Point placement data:
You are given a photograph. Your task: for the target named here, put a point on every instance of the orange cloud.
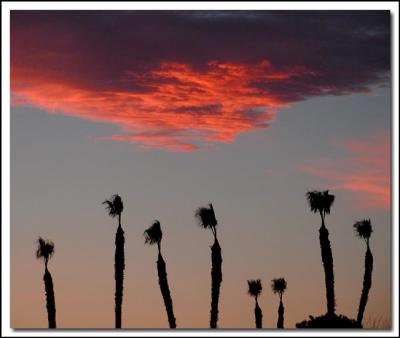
(365, 170)
(174, 106)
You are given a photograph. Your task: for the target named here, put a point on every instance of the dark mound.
(329, 321)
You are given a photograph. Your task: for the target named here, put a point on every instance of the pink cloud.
(363, 170)
(176, 106)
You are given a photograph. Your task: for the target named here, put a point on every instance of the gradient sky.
(175, 109)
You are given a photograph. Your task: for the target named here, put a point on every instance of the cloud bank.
(178, 80)
(364, 170)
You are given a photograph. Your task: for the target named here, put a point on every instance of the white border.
(393, 6)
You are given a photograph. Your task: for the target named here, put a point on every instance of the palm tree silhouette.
(279, 286)
(254, 290)
(206, 219)
(321, 201)
(115, 207)
(363, 230)
(45, 250)
(153, 235)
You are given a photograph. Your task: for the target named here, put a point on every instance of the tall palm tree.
(115, 207)
(45, 251)
(321, 202)
(254, 290)
(153, 235)
(206, 219)
(363, 230)
(279, 286)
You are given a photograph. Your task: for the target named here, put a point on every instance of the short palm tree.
(279, 286)
(206, 219)
(153, 235)
(321, 202)
(45, 251)
(363, 230)
(115, 207)
(254, 290)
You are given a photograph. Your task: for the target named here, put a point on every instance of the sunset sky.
(175, 109)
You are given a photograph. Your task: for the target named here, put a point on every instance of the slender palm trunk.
(50, 300)
(258, 315)
(327, 261)
(366, 284)
(119, 267)
(281, 312)
(163, 281)
(216, 279)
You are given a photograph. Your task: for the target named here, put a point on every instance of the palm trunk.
(163, 281)
(258, 316)
(119, 274)
(216, 279)
(50, 300)
(327, 261)
(281, 311)
(366, 285)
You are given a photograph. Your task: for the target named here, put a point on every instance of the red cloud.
(365, 170)
(175, 107)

Problem to solve: Render as a numbered list the lines from the one containing "the red cloud." through the end of the data, skipping any blank lines.

Expected answer:
1. You are given a photograph. Your task: for the target named here, put a point on every instance of the red cloud.
2. (365, 170)
3. (175, 107)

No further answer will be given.